▶ TO BE DONE:
Copy out all of the data below, line for line. Shift every coordinate that follows a "Target:" line by -99, and leave all other numbers unchanged.
[START ENTRIES SUPPLIED]
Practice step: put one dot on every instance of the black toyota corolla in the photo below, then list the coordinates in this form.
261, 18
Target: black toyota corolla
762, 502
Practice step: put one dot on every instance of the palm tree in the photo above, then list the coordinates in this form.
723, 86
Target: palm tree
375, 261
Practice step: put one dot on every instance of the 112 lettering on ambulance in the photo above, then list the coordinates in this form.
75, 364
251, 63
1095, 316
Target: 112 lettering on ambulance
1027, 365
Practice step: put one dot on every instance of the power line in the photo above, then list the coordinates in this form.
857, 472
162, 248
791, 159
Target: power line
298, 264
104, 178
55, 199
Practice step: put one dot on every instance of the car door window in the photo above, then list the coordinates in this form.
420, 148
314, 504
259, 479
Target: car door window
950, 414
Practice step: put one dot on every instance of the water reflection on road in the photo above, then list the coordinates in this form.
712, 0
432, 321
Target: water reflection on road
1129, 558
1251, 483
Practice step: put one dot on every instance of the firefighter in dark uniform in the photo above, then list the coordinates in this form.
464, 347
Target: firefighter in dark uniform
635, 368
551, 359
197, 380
[END ENTRIES SUPPLIED]
▶ SOLUTION TO THE EXERCISE:
Practice step: put one dot on every instance of the black toyota corolla in the photo below, then list the coordinates in this form.
261, 18
Target: black toyota corolla
663, 403
Practice step: put one dot on every instance of the palm tree in the photo above, then list the coordinates in this form.
723, 86
Target: palm tree
276, 162
Practice step: put one dot on every instance of the 112 lettering on ambulance in the photo above, then list the coordinates in this form.
75, 364
251, 63
1095, 316
Target: 112 lettering on ambulance
928, 266
Practice step: put one dot on every instance of the power line in the photo above, then list the coordinates in this form.
857, 472
162, 248
791, 159
Target: power line
199, 165
5, 79
-44, 100
Practice step: put one dot on every instance of the car door window in the photo above, then list the coordinates in this form.
420, 148
314, 504
259, 479
Target: car door window
851, 315
Practice step: put one dot on every instance of the water reflection on road in the photo above, then list the coordinates in this form.
712, 0
432, 321
Target: water reflection on road
1030, 459
1152, 384
Practice step: put one dot on every instance of the firefighter in dark uniform in the photo above, then list the coordinates in this form.
464, 347
Target: firefighter in dark uniform
536, 269
452, 260
98, 281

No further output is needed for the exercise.